***** DATA FOR THIS TASK

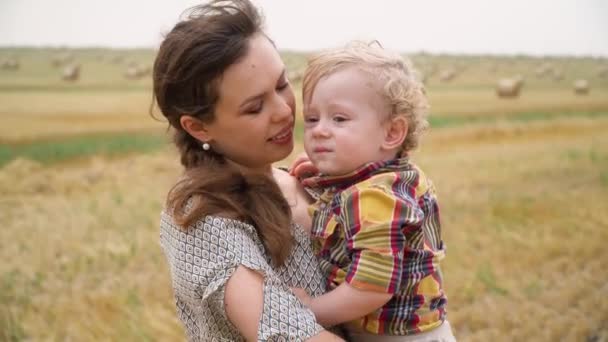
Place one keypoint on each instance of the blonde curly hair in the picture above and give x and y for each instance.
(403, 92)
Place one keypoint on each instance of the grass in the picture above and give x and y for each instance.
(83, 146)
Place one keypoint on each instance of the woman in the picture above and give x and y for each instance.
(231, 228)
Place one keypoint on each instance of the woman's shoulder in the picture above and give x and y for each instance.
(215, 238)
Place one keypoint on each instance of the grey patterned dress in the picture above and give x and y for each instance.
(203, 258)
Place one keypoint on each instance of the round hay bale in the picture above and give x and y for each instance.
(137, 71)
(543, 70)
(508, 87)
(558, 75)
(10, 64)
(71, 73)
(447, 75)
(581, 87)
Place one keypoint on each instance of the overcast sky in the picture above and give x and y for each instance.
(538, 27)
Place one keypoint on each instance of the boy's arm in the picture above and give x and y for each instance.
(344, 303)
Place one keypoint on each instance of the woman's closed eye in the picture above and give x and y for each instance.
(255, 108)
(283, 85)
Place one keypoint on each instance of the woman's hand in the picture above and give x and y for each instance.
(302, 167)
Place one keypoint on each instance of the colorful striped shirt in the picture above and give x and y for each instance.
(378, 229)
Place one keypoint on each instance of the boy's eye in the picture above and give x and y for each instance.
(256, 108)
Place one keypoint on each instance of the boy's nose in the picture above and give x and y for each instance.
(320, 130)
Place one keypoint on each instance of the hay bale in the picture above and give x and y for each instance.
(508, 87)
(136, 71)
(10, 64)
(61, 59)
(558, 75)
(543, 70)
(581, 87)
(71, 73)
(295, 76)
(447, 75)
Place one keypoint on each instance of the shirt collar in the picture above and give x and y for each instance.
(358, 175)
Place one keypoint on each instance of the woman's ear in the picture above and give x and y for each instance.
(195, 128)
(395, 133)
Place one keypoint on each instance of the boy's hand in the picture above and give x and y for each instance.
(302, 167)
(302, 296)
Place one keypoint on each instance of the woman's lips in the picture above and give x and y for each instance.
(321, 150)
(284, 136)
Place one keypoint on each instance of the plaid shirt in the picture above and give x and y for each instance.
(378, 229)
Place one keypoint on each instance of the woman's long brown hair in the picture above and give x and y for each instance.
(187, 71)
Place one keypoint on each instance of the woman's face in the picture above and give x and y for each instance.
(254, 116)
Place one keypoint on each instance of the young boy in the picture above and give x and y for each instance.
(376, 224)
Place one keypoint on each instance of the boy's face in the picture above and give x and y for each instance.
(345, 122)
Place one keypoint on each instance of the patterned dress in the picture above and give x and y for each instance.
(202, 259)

**********

→ ASSIGNMENT
Write the records out again verbatim and omit the pictures they contain.

→ SOLUTION TO THIS TASK
Place one keypoint on each instance of the blonde curly hair in the picture above and give x and y for each instance.
(403, 92)
Place one keypoint on each instance of the grass in the picture above and give x and y for each instance.
(83, 146)
Place one keypoint on each instance of the woman in the picture above and give x and y for each instance.
(231, 228)
Place one keypoint on each instance of the woman's shoulder in the picture above and give x and y for each instance.
(215, 238)
Place one keypoint on each instance of the grey patterned dress in the picture above and give x and y for each instance.
(203, 258)
Place one keypoint on each instance of the round hay bale in the picture above and give x and y for each instance.
(137, 71)
(543, 70)
(508, 87)
(558, 75)
(10, 64)
(71, 73)
(447, 75)
(581, 87)
Place one keypoint on each instance of the overcast sky in the picture above and give x and y for each instance.
(538, 27)
Place one keypoint on each instance of the boy's arm in the picture above and give x and y for each instance.
(344, 303)
Place one keypoint on each instance of the woman's closed eye in the picture above and give x and y for each instance.
(255, 108)
(283, 85)
Place one keypoint on each instance of the woman's hand in the picture above and give x and y for each instance.
(302, 167)
Place one keypoint on each instance of the colorful striped shirt in the picture above and give x and y for each instance.
(378, 229)
Place one keypoint on each instance of the boy's eye in the picture above and give x and y for each instance.
(256, 108)
Place one keypoint on each instance of the boy's nose in the picture above and give x and y for each instance.
(320, 130)
Place one keypoint on each instance of the hay bale in the picture above and give x and y for each instance.
(508, 87)
(136, 71)
(10, 64)
(61, 59)
(558, 75)
(543, 70)
(581, 87)
(71, 73)
(295, 76)
(447, 75)
Place one keypoint on each instance of the shirt collar in the picture above and give x and y for each instance.
(358, 175)
Place one keypoint on each instance of the woman's ear in the picture above and give x and y for each instance.
(195, 128)
(395, 133)
Place one keypoint on each instance of the boy's hand in the picture above and give x and y for each instance.
(302, 167)
(302, 296)
Place one keypoint on each instance of the woman's lips in the picture above and give x and y for each instance.
(321, 150)
(284, 136)
Place one keypoint on each instance of the plaid shirt in the picture above and give x and y for each instance.
(378, 229)
Place one keypoint on each instance of the woman's long brown hair in the picture above and give x and y for each instance.
(187, 71)
Place one keypoint on each instance of the woman's face in the picture above and give x and y for each instance.
(254, 116)
Place one keypoint on each instance of the young boy in the picture above and give x and y for each instance.
(376, 224)
Place one keypoint on each instance of the boy's face in the picture above and give x and y for each instance.
(345, 122)
Place one keypoint on each instance of the patterned dress in the picture above and give x and y for each instance.
(202, 259)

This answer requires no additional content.